Reproduce only the stretch of the material below from the line containing "Reviewer note: check that each instance of the bridge pier" through the line containing "[[165, 120]]", substituting "marker" for every occurrence of "keypoint" and leaving all else unchanged.

>> BEGIN Supplied records

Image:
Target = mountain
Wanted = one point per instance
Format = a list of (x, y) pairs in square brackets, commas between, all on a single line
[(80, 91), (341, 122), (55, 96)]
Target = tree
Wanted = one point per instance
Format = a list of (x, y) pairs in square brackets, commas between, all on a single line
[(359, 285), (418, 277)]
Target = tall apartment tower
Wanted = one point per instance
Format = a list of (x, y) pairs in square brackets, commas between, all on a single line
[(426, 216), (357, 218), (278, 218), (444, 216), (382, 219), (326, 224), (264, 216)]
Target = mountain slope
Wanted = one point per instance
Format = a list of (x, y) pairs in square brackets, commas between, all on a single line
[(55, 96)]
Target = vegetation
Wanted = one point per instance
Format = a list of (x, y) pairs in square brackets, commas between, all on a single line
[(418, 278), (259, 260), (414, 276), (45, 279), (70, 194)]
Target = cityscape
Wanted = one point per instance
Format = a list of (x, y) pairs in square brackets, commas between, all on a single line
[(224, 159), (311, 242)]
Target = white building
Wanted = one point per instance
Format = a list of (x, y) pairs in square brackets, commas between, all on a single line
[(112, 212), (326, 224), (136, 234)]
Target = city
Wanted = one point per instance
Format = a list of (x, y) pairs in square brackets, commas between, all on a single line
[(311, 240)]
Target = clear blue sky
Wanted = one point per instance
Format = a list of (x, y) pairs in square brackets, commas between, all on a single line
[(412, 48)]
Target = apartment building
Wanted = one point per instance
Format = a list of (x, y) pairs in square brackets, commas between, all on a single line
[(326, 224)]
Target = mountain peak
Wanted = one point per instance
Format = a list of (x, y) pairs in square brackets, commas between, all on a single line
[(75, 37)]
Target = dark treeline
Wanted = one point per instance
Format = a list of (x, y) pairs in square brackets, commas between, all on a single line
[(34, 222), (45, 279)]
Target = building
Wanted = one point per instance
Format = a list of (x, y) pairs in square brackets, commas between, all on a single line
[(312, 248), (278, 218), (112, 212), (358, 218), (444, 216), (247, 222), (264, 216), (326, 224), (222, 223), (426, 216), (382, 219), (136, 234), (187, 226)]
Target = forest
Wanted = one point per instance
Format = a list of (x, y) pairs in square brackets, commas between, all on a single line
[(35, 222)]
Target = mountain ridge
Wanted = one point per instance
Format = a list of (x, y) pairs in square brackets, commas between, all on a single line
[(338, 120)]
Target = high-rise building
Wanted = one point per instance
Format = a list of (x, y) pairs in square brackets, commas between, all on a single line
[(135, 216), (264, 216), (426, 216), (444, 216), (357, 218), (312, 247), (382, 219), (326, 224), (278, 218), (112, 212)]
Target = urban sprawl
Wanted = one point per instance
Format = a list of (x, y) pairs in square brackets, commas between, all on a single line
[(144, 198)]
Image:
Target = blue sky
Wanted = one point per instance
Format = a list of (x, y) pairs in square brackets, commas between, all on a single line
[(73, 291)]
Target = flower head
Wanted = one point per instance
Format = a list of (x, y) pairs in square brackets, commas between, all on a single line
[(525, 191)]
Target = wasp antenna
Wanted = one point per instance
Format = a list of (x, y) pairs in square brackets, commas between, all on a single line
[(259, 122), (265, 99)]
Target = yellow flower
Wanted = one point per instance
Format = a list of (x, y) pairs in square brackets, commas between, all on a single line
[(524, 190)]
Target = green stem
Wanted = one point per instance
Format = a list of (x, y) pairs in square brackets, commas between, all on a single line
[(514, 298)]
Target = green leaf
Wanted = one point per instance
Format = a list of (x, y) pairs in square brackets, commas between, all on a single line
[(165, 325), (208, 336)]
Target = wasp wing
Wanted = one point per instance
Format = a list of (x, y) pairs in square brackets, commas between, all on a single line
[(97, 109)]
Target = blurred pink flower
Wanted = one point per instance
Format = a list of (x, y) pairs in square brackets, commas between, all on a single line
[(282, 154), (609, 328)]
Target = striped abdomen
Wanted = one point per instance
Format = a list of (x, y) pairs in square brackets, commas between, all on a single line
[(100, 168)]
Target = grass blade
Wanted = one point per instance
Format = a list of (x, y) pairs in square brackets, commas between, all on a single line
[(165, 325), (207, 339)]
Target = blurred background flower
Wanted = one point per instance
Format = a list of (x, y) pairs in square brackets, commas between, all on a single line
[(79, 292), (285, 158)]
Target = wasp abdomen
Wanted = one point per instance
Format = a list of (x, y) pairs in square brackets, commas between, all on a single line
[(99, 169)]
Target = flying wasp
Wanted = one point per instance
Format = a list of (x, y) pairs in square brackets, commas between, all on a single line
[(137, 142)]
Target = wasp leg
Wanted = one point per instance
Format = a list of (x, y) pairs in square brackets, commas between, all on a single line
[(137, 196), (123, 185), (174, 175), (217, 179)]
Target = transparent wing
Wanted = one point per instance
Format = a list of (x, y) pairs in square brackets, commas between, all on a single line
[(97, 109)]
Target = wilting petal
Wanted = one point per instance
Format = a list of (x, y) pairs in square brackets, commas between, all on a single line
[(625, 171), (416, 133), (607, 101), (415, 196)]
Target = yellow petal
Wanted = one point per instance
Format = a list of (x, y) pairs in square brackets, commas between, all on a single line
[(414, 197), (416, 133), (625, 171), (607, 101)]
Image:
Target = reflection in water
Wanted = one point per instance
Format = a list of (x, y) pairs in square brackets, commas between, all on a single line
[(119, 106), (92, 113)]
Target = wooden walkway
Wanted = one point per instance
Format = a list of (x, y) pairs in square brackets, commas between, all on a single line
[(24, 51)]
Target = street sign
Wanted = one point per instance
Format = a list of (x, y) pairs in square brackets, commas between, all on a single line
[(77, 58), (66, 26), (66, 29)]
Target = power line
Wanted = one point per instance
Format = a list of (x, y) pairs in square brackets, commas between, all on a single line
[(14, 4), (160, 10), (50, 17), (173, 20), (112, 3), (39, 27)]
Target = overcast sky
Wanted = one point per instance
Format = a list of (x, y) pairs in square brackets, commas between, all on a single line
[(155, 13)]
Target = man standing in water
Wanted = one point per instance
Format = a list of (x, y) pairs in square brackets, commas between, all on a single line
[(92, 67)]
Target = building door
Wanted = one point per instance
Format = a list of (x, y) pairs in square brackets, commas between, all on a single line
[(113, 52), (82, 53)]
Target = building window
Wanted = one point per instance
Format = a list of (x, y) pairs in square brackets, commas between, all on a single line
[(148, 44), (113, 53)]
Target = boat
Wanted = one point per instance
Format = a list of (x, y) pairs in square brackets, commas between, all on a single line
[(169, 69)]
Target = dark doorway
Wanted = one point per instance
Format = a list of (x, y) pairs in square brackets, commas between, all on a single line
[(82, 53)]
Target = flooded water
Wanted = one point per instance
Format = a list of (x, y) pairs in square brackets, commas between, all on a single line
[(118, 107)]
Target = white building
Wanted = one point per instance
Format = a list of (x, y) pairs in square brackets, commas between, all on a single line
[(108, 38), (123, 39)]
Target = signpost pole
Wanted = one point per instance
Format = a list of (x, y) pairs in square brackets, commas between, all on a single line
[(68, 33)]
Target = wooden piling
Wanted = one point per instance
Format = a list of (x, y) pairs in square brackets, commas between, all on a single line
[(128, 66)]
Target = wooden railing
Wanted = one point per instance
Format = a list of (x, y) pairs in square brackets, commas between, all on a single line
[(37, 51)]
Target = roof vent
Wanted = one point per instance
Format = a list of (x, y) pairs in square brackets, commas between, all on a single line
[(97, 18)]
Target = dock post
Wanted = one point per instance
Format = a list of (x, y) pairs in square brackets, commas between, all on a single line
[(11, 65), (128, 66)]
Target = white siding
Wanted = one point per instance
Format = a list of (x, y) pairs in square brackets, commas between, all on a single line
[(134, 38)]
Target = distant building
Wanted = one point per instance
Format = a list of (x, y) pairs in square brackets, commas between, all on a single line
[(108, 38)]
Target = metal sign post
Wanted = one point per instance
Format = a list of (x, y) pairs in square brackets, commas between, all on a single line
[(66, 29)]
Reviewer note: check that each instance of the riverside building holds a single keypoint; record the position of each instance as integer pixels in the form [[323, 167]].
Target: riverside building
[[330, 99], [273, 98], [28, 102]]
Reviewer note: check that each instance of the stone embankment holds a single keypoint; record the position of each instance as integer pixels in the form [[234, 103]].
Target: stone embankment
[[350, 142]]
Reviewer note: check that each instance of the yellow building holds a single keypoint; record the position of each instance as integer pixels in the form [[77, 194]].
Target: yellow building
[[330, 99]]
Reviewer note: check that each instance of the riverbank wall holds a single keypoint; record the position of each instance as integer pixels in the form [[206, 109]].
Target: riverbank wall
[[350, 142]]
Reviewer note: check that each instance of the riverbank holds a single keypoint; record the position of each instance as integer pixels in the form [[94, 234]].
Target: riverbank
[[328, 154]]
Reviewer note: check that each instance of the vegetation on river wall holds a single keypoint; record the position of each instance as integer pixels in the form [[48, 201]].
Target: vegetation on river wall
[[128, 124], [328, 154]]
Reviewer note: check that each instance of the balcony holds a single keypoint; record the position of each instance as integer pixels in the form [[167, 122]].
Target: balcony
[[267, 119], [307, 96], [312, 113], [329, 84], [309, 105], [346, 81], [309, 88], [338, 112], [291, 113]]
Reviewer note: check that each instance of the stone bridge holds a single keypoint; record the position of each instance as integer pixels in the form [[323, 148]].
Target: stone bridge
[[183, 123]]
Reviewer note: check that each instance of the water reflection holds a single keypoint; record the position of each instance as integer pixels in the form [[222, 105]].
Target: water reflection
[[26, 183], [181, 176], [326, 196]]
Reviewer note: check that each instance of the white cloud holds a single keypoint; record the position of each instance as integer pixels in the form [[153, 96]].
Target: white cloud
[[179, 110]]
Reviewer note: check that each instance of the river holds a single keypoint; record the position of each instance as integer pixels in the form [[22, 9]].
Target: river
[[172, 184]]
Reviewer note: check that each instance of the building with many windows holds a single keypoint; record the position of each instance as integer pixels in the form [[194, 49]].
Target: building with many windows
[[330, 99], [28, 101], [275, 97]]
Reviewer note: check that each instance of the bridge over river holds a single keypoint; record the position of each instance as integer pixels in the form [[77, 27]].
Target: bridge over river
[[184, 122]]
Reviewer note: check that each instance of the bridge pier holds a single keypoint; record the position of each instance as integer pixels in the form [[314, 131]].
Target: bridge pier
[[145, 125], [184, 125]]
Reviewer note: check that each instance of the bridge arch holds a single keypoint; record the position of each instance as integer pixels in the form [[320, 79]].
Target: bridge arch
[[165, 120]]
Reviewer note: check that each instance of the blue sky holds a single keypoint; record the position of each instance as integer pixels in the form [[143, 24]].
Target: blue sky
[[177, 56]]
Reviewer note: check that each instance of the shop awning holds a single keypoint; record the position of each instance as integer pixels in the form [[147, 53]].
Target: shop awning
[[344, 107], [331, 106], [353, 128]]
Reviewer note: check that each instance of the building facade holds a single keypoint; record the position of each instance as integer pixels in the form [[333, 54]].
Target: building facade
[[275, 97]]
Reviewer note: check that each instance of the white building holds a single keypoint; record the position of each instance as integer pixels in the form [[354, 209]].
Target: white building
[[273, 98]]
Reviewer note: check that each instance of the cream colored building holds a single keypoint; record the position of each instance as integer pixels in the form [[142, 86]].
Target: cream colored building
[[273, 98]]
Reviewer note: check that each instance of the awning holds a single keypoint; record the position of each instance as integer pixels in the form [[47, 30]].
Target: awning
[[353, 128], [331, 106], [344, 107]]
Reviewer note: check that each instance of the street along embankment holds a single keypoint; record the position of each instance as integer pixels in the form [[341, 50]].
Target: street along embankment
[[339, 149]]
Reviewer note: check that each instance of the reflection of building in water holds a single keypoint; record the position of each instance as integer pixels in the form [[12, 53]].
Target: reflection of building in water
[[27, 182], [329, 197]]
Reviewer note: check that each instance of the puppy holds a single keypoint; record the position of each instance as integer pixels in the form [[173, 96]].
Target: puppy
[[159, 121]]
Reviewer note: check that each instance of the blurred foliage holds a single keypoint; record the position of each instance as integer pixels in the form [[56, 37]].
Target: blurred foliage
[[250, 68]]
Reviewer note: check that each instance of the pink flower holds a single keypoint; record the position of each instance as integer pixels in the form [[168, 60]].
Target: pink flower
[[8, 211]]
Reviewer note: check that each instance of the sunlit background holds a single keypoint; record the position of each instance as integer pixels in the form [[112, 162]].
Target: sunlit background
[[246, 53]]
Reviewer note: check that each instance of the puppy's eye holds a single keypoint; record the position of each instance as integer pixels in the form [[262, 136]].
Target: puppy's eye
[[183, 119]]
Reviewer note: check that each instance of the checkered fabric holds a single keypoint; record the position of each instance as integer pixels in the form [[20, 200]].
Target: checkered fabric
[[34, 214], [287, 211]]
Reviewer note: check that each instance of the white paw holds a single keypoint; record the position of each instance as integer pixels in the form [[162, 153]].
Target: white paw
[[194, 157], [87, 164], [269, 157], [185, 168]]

>> END Supplied records

### Completed task
Reviewer note: check that each instance of the bridge pier holds a single marker; record the position of each instance as integer pixels in the form [[314, 131]].
Target: bridge pier
[[145, 125], [184, 125]]
Reviewer note: check that each instance of the bridge arch holds a single marker; record the position of each instance as integer pixels in the form [[320, 79]].
Target: bridge arch
[[165, 120]]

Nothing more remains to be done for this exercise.